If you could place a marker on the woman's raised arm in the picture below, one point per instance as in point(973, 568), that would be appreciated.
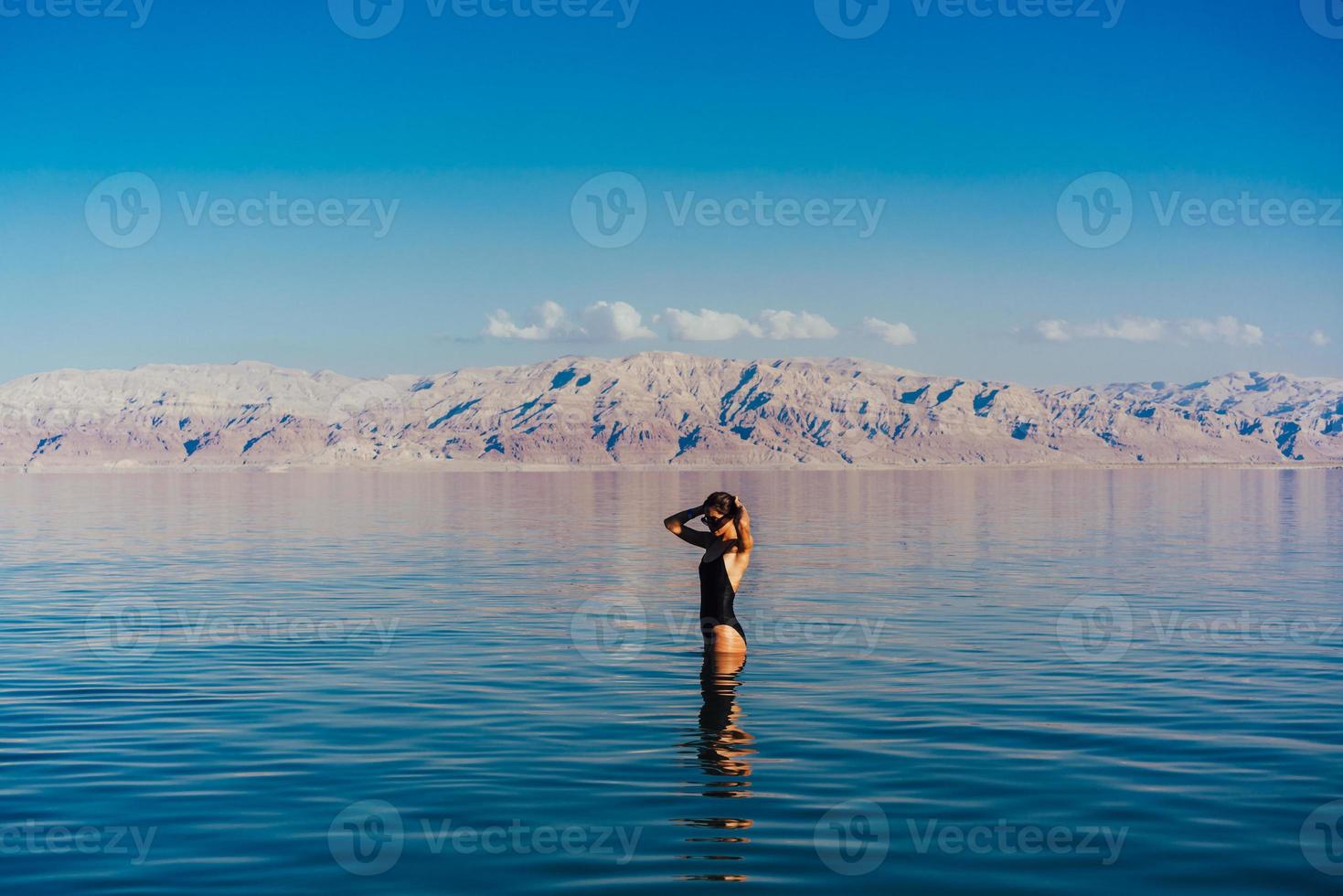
point(676, 526)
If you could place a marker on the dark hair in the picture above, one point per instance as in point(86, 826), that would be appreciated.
point(724, 503)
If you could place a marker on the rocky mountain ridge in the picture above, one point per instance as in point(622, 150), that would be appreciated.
point(650, 410)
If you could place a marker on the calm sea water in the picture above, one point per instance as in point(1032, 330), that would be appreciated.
point(962, 681)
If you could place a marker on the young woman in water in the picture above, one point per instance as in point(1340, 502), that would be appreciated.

WHAT YOU WILL DO
Output the data verbatim, images excluded.

THE COMPLETED TASK
If you could place a marker on the woman's raised arm in the picture below, one point per instance as in point(973, 568), that would be appreciated.
point(676, 526)
If you could place a marker on the dark hair in the picture above, one point per instance as in point(86, 826), that would be appreciated.
point(724, 503)
If you could place a marker on the rocky mountain ridge in the picture above, one point per instance as in point(622, 150), that would be appreciated.
point(650, 410)
If you could place a marker on the calm sea water in the picture above, one point per instance as in point(1032, 330), that would be appreciated.
point(962, 681)
If you could place a marker on the young woman in water in the picture above, one point per instance as in point(1340, 502), that would be appreciated.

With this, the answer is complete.